# [Materials provided]
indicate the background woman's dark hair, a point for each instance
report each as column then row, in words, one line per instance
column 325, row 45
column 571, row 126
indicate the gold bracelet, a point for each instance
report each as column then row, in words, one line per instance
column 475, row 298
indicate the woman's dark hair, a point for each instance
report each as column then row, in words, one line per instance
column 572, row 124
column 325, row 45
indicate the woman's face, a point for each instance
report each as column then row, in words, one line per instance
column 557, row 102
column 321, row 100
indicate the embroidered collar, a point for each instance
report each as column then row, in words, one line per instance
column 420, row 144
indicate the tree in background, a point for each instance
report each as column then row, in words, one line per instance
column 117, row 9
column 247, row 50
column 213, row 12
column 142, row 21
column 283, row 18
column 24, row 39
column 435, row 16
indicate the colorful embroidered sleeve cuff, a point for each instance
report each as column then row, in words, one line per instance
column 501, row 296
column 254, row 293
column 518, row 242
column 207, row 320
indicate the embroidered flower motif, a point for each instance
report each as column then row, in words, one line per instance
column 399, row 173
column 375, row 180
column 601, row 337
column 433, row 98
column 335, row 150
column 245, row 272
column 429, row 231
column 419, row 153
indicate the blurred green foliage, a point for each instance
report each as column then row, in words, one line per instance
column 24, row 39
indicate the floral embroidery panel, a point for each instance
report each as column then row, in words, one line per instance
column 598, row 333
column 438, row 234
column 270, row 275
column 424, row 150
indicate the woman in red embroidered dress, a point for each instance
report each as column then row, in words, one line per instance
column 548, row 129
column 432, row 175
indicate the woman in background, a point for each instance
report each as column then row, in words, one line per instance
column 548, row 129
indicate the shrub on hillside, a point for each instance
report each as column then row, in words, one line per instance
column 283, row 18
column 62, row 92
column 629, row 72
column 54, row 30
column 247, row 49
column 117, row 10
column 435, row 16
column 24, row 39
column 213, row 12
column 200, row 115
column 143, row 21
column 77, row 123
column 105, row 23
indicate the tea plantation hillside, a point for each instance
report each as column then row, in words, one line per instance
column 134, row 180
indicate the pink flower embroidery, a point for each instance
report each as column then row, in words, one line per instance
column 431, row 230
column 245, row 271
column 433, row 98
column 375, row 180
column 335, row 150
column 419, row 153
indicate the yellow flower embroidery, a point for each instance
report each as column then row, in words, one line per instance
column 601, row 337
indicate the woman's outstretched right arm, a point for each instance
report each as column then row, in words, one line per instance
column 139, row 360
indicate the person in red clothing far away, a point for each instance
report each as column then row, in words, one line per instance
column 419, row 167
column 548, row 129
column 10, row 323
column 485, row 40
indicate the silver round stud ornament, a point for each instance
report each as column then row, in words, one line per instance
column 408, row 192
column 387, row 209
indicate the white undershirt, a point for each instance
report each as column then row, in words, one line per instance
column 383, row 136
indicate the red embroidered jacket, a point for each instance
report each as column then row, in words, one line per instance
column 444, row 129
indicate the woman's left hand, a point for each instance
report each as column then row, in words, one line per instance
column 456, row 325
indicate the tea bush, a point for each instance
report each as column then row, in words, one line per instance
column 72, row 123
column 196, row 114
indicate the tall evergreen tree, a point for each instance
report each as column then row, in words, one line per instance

# [What this task involves]
Please render every one of the lines above as a Markdown table with two columns, "No." and "Line", giving each row a number and leaving out blank lines.

# [The result]
| No. | Line |
|---|---|
| 1 | indicate the background woman's dark hair, a point for each instance |
| 2 | report each as column then row, in words, one line per instance |
| 3 | column 325, row 45 |
| 4 | column 571, row 126 |
| 5 | indicate the gold bracelet, a point for each instance |
| 6 | report each as column then row, in words, one line per instance |
| 7 | column 475, row 298 |
| 8 | indicate the woman's dark hair, a point for each instance |
| 9 | report each as column then row, in words, one line per instance |
| 10 | column 572, row 124 |
| 11 | column 325, row 45 |
| 12 | indicate the woman's face, a point for each instance |
| 13 | report each as column then row, in words, one line per instance |
| 14 | column 557, row 102 |
| 15 | column 321, row 100 |
| 16 | indicate the embroidered collar, a point for each instance |
| 17 | report each as column then row, in words, one line per instance |
| 18 | column 420, row 144 |
| 19 | indicate the tree in background, a point for each instance |
| 20 | report each as column then row, in words, one line per instance |
| 21 | column 117, row 9 |
| 22 | column 247, row 50 |
| 23 | column 213, row 12 |
| 24 | column 142, row 21 |
| 25 | column 283, row 18 |
| 26 | column 24, row 39 |
| 27 | column 435, row 16 |
| 28 | indicate the colorful embroidered sleeve cuff, a point for each instance |
| 29 | report each as column then row, in words, one line per instance |
| 30 | column 501, row 296 |
| 31 | column 254, row 293 |
| 32 | column 518, row 242 |
| 33 | column 207, row 320 |
| 34 | indicate the embroidered flower motif, a point for each instance |
| 35 | report each as column then row, in words, one line per instance |
| 36 | column 399, row 173 |
| 37 | column 375, row 180 |
| 38 | column 601, row 337 |
| 39 | column 433, row 98 |
| 40 | column 335, row 150 |
| 41 | column 245, row 272 |
| 42 | column 429, row 231 |
| 43 | column 419, row 153 |
| 44 | indicate the blurred green foliage, a point for each instance |
| 45 | report each as column then row, in words, one line per instance |
| 46 | column 24, row 39 |
| 47 | indicate the floral embroidery panel, a point for each instance |
| 48 | report each as column then row, in words, one line per instance |
| 49 | column 598, row 333 |
| 50 | column 438, row 234 |
| 51 | column 270, row 275 |
| 52 | column 424, row 150 |
| 53 | indicate the woman in red embroidered dress, a point for each instance |
| 54 | report each as column then row, in words, one line per instance |
| 55 | column 548, row 129 |
| 56 | column 432, row 175 |
| 57 | indicate the woman in background, a point for each instance |
| 58 | report each as column then row, in words, one line per instance |
| 59 | column 548, row 129 |
| 60 | indicate the shrub on hillside, a point for each instance |
| 61 | report each as column then row, in words, one line per instance |
| 62 | column 283, row 18 |
| 63 | column 62, row 92 |
| 64 | column 629, row 72 |
| 65 | column 54, row 30 |
| 66 | column 247, row 49 |
| 67 | column 117, row 10 |
| 68 | column 435, row 16 |
| 69 | column 24, row 39 |
| 70 | column 213, row 12 |
| 71 | column 200, row 115 |
| 72 | column 143, row 21 |
| 73 | column 77, row 123 |
| 74 | column 105, row 23 |
| 75 | indicate the tea plantation hillside, a point for each instance |
| 76 | report each as column then row, in words, one line per instance |
| 77 | column 134, row 180 |
| 78 | indicate the pink flower embroidery, a point for each instance |
| 79 | report each as column then row, in words, one line per instance |
| 80 | column 431, row 230 |
| 81 | column 245, row 271 |
| 82 | column 433, row 98 |
| 83 | column 375, row 180 |
| 84 | column 335, row 150 |
| 85 | column 419, row 153 |
| 86 | indicate the yellow flower embroidery, a point for each instance |
| 87 | report each as column then row, in words, one line per instance |
| 88 | column 601, row 337 |
| 89 | indicate the woman's outstretched right arm, a point for each instance |
| 90 | report each as column then row, in words, one line per instance |
| 91 | column 139, row 360 |
| 92 | indicate the person in red clothing far away, a point for each instance |
| 93 | report each as column then row, in words, one line per instance |
| 94 | column 419, row 167 |
| 95 | column 548, row 129 |
| 96 | column 10, row 323 |
| 97 | column 485, row 40 |
| 98 | indicate the silver round stud ornament, a point for each instance |
| 99 | report each as column then row, in words, one line per instance |
| 100 | column 408, row 192 |
| 101 | column 387, row 209 |
| 102 | indicate the white undershirt, a point for each instance |
| 103 | report each as column then row, in words, one line per instance |
| 104 | column 383, row 136 |
| 105 | indicate the red embroidered jacket, a point for each instance |
| 106 | report each as column then row, in words, one line per instance |
| 107 | column 444, row 129 |
| 108 | indicate the woman's left hand, a point for each instance |
| 109 | report each as column then row, in words, one line per instance |
| 110 | column 456, row 325 |
| 111 | indicate the tea bush, a point for each instance |
| 112 | report each as column then row, in words, one line per instance |
| 113 | column 72, row 123 |
| 114 | column 196, row 114 |
| 115 | indicate the tall evergreen tree, a point for each instance |
| 116 | report each as column then row, in words, one line per instance |